▸ Prompt 1: How would you render this sentence from the audio-work description in Spanish: "What would it be like to live inside one type of sound for a whole life?"
▸ Prompt 2: Can you write out, word for word, the part of the audio-work description starting at "Textures of ‘found" and ending at "or ‘found’ outside nightclubs."?

▸ Passage to read:
Part 2 - 7.12.21

Part 1 - 21.12.21

 

Imagine yourself here, the night all scattered around you.

 

A Line of Tiny Soaps is an audio work built from text, field recording and sounds. Listening returns to indeterminacy and the night, landing in time for the winter solstice. Part 2 will be released first on the 7th and Part 1 will follow on the 21st December, when the gradual closing in of darkness stops, reversing us out of the present, week, month and year.

 

What would it be like to live inside one type of sound for a whole life?

 

Textures of ‘found sound’ are combined to score a polyphonic voicing of text. Where ‘found sound’ is normally meant as the use of ‘noise’ in musical compositions, here, it’s extended to include field recordings at gigs or other live events. Music fighting for its place on the street through closed car windows, or ‘found’ outside nightclubs.

▸ Point labeling examples:

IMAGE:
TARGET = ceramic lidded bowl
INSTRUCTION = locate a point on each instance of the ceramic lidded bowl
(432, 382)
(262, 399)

▸ Answer 1: ¿Cómo sería vivir dentro de un solo tipo de sonido durante toda una vida?

▸ Answer 2:
Textures of ‘found sound’ are combined to score a polyphonic voicing of text. Where ‘found sound’ is normally meant as the use of ‘noise’ in musical compositions, here, it’s extended to include field recordings at gigs or other live events. Music fighting for its place on the street through closed car windows, or ‘found’ outside nightclubs.